● EXCERPT
SYDNEY/CANBERRA (Reuters) -The COVID-19 lockdown of Sydney was extended on Friday and a nightly curfew imposed on the city’s worst-affected suburbs in a last-ditch attempt to slow the spread of the highly infectious Delta variant that is spreading across New South Wales state.
Australia’s third wave of COVID-19 infections centred on Sydney has forced more than half the country’s near 26 million people into lockdown and pushed the world’s 13th-largest economy to the brink of its second recession here in as many years.
NSW Premier Gladys Berejiklian said new restrictions, including a requirement to wear a mask when outside and limits on exercise, were needed as the state reported its third consecutive day of more than 600 new COVID-19 cases.
“I asked health and police to work together, to give me a final list of what we can throw at this, to leave no shadow of a doubt as to how serious we are about getting the rate of growth down, the case numbers down,” Berejiklian told a media conference.
In the 12 council areas at the epicentre of Sydney’s outbreak, a curfew would be in place from 9 p.m. to 5 a.m. from Monday, she said.

● ENTRIES PROVIDED
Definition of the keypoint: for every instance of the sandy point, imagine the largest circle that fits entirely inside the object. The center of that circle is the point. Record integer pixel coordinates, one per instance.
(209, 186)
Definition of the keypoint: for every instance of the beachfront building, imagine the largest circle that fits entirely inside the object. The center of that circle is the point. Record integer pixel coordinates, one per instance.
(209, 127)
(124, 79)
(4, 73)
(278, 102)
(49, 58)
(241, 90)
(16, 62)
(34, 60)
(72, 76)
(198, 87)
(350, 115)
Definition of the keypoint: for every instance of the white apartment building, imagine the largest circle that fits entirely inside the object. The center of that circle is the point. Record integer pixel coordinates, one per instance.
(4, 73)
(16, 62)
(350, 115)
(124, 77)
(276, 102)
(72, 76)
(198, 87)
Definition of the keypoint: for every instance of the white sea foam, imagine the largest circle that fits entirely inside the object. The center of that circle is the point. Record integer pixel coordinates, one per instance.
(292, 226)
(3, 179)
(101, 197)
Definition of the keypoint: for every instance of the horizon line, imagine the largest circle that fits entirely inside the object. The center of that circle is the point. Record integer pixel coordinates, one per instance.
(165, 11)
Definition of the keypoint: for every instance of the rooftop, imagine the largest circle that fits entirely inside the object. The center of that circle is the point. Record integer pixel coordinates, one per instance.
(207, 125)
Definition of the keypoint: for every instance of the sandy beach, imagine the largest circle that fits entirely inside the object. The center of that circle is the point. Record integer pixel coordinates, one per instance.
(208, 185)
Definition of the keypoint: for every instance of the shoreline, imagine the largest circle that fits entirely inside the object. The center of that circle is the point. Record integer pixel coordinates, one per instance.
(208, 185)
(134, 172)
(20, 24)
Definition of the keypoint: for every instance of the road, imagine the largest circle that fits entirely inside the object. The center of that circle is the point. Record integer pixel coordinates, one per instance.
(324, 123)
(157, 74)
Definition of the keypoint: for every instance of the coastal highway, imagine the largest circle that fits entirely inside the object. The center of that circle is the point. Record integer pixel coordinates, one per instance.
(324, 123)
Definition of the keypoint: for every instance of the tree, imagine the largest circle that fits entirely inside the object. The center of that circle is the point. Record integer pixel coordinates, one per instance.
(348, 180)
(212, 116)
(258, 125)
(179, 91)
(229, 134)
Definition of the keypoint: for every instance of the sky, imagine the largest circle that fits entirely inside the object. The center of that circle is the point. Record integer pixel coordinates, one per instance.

● REQUIRED ACTION 1
In the article on the Sydney lockdown, shorten the paragraph beginning "Australia's third wave of COVID-19 infections" into two or three bullet points that keep its main facts.
● REQUIRED ACTION 2
Carry on the article about the Sydney lockdown from its final sentence, adding a few more paragraphs in the same news style.

● FINAL ANSWER 1
- Australia's third COVID-19 wave, centered on Sydney, has put more than half of the country's nearly 26 million people into lockdown.
- It has pushed the world's 13th-largest economy to the edge of its second recession in two years.

● FINAL ANSWER 2
Anyone caught entering those areas would be fined and required to self-isolate for 14 days, New South Wales state Police Commissioner Mick Fuller said.
Berejiklian reported 644 new infections on Friday, most of them in Sydney, down from a record 681 a day earlier.
Daily cases have topped 400 for the past seven days despite eight weeks of lockdown in Australia’s biggest city.
Four new deaths were confirmed, taking the total number of deaths in the latest outbreak to 65 since June 16.
Since the start of its third outbreak, Australia has recorded just shy of 12,000 infections. High vaccination levels among Australia most vulnerable means the mortality rate is 0.54%, official data shows, below previous outbreaks.
ON THE EDGE
With only about 28% of people above 16 years of age fully vaccinated, Australia has been unable to contain the Sydney outbreak which has now seeded outbreaks in other towns and cities across Australia as well as New Zealand.
Neighbouring Victoria state on Friday recorded 55 locally acquired COVID-19 cases and warned it was at risk of being swamped by infections.
“We are right on the edge of this getting away from us and it’s not because contact tracing aren’t doing everything they can. They are. It’s not because we didn’t lock down fast enough. We did,” Victoria state Premier Daniel Andrews told reporters in Melbourne.
Australia’s capital Canberra recorded 16 COVID-19 cases in the past 24 hours, with about 5% of the population forced into quarantine to contain the spread of infections.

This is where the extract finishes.